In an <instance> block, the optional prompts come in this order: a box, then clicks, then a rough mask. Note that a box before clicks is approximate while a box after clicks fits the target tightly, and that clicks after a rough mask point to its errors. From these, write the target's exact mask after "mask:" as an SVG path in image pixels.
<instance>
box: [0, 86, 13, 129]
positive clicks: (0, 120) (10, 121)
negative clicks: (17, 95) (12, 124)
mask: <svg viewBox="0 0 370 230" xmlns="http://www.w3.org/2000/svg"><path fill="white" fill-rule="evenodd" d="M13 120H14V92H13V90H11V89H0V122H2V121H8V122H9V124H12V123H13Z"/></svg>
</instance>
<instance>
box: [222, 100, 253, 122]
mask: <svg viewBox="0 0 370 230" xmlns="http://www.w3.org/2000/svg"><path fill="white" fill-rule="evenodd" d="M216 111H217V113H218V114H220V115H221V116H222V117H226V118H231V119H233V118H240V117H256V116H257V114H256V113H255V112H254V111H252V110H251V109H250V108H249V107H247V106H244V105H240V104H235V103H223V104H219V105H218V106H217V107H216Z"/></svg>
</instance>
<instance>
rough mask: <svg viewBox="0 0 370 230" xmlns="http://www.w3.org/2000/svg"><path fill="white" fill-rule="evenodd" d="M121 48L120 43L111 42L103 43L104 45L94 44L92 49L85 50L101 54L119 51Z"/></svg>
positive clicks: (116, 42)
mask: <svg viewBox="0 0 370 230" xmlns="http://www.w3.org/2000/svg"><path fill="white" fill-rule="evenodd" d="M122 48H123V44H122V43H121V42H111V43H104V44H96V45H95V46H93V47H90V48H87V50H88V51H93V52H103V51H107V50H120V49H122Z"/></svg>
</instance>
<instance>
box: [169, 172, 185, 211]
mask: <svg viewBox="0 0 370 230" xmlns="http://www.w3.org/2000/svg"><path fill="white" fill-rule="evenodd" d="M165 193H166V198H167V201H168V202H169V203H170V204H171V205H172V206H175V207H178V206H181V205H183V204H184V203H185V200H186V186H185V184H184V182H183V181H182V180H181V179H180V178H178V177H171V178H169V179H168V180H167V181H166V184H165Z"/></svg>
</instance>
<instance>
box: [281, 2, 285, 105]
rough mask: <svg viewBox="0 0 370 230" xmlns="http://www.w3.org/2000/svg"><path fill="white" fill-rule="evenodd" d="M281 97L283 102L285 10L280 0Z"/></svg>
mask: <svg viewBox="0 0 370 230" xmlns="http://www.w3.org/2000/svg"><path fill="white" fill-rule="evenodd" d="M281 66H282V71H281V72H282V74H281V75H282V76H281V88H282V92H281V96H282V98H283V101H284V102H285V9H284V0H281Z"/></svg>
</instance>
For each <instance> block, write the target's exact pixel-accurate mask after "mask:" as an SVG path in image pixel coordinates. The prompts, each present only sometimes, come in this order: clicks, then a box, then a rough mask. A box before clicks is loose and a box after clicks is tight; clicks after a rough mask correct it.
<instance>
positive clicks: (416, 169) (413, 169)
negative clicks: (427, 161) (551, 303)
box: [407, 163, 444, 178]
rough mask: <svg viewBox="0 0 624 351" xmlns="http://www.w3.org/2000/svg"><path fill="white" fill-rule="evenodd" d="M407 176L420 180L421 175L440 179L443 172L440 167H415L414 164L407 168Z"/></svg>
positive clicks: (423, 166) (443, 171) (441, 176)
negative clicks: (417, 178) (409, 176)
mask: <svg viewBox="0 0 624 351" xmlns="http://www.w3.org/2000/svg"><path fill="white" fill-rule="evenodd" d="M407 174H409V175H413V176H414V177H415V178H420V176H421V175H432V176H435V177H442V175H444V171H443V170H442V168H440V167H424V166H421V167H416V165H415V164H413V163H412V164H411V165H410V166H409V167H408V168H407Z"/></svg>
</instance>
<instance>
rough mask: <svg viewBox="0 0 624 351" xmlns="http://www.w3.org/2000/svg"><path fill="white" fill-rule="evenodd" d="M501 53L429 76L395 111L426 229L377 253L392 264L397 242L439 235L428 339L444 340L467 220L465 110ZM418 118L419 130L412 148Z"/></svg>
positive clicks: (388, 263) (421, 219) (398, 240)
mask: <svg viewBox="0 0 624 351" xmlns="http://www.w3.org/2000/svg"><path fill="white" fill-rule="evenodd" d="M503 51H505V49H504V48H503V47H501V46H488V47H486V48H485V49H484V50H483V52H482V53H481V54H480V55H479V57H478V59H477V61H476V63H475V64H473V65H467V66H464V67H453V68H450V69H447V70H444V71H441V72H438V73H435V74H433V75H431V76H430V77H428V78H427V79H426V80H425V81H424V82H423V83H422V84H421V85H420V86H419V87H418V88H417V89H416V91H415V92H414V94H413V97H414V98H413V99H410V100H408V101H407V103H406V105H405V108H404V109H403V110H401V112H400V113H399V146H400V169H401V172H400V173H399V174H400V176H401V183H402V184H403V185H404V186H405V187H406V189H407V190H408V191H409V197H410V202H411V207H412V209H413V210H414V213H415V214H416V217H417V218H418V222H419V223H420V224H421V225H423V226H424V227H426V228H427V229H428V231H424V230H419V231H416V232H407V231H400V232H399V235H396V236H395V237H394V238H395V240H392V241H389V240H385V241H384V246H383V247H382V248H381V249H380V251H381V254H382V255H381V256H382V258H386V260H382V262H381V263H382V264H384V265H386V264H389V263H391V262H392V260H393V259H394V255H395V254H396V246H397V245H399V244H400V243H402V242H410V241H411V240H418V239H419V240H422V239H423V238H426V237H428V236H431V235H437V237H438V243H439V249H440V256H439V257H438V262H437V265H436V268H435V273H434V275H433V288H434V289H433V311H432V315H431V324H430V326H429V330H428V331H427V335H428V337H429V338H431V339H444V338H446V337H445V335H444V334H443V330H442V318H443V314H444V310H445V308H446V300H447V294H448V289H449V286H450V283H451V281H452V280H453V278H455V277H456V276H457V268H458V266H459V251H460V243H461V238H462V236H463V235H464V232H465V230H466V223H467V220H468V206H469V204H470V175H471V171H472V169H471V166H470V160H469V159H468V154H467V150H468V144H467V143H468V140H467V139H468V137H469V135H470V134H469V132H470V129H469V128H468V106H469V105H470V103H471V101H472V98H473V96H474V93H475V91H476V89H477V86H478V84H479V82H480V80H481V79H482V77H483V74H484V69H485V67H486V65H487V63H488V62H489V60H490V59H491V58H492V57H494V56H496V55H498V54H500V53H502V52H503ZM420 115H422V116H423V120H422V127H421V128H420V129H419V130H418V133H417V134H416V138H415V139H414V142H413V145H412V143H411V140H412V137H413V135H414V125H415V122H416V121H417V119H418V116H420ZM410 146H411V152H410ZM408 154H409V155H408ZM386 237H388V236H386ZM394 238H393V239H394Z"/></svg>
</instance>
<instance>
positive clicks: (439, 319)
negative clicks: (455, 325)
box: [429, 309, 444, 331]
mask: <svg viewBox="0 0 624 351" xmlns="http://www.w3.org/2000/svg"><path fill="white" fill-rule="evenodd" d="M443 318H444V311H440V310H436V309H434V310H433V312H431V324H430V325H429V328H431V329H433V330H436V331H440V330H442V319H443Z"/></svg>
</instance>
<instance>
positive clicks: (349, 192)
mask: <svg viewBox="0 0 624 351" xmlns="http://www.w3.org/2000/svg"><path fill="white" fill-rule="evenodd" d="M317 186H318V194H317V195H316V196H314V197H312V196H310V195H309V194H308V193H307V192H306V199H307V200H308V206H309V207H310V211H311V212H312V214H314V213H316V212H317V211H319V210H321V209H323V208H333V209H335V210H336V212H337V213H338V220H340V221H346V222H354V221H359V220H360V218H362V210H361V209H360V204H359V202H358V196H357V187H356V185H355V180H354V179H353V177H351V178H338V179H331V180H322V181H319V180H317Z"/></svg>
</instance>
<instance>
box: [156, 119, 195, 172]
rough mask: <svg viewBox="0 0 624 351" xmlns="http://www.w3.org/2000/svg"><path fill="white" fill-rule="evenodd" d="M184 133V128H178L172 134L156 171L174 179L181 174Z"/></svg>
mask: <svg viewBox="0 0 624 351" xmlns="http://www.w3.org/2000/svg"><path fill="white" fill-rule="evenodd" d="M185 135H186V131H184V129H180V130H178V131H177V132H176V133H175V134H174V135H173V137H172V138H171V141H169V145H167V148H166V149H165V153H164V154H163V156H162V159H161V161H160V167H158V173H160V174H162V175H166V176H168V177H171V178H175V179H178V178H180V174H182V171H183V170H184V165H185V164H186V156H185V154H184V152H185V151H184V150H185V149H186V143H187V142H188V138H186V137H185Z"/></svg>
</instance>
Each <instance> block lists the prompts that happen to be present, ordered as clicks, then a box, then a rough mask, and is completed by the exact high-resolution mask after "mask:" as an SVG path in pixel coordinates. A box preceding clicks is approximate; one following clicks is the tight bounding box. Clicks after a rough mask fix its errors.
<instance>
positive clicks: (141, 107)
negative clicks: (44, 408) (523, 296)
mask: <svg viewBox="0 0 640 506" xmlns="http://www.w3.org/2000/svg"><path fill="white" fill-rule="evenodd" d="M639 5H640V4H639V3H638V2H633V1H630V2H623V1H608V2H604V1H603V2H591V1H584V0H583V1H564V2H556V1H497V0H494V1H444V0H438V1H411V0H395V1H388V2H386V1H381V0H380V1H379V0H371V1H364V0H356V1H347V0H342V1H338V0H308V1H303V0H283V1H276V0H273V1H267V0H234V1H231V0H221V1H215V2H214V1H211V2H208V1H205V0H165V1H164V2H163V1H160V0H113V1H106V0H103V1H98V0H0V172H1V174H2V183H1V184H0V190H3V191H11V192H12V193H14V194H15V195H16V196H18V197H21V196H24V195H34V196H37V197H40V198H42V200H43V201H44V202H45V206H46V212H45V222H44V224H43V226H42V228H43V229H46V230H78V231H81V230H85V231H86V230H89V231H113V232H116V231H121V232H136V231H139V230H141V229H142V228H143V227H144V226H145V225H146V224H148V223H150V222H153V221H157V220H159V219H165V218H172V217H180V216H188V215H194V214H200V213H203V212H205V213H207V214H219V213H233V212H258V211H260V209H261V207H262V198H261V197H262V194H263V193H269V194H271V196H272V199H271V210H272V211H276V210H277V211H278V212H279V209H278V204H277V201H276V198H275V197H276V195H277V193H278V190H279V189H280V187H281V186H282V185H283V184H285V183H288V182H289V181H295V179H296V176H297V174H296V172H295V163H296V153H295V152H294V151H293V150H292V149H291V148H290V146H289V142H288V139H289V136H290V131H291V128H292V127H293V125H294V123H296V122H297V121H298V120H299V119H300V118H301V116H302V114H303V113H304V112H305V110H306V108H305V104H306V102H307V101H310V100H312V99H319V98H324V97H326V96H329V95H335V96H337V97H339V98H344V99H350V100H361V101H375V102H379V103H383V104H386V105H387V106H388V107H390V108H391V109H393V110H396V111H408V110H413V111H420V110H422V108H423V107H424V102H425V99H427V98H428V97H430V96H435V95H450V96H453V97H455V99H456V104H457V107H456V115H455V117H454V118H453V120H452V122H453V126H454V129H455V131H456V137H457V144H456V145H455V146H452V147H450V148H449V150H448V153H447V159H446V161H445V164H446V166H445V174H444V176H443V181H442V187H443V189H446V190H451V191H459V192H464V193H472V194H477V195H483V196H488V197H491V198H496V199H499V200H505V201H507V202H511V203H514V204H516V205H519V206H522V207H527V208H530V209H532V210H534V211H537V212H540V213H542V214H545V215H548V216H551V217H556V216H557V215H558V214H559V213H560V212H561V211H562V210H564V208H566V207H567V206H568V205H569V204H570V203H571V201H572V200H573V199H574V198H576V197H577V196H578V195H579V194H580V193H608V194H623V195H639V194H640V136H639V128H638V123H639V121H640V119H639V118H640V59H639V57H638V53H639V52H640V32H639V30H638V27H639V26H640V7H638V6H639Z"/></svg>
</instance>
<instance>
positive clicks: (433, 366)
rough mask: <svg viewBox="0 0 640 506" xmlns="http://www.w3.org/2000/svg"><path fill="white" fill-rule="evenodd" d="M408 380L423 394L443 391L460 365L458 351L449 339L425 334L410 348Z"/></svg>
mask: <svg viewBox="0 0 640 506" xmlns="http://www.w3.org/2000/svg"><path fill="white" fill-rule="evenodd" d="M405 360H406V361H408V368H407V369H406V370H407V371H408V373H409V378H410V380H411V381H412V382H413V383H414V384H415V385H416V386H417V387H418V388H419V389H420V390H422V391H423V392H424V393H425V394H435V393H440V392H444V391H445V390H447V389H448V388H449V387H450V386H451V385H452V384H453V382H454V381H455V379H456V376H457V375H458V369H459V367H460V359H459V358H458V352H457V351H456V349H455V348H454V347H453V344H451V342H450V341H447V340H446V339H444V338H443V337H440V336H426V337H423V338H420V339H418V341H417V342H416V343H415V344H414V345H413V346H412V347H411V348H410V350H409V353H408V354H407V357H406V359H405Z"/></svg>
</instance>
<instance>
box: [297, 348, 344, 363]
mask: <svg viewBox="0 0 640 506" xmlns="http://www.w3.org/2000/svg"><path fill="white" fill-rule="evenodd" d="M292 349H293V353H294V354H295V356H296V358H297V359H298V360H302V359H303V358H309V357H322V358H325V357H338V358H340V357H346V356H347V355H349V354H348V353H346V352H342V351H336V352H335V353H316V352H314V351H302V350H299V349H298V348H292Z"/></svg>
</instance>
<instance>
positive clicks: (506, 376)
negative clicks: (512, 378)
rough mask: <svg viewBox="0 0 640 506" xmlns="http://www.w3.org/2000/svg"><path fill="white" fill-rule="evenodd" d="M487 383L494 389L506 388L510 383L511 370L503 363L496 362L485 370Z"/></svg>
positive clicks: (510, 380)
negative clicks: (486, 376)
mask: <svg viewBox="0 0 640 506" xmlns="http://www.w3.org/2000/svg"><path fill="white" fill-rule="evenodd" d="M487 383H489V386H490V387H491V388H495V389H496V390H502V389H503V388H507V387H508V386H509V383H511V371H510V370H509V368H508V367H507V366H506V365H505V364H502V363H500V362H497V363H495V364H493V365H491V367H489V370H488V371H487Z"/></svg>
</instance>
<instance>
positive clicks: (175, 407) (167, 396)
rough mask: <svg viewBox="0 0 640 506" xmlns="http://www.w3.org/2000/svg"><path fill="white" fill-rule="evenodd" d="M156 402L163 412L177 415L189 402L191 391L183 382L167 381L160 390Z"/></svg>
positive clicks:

• [Work instruction]: For the word "target", return every line of the records that holds it.

• [Solution below]:
In an <instance> block, the optional prompts come in this order: a box, then clicks, then a rough mask. Note that a box before clicks is approximate while a box after clicks fits the target tightly, and that clicks after a rough mask point to its errors. From these, write the target's exact mask after "mask:" as an SVG path in image pixels.
For each <instance> block, write the target's exact pixel-accurate mask after "mask:" as an SVG path in image pixel coordinates. The prompts, each present only sometimes, come in this order: clicks, then a box, then a rough mask. A box before clicks is loose and a box after clicks is tight; clicks after a rough mask correct it.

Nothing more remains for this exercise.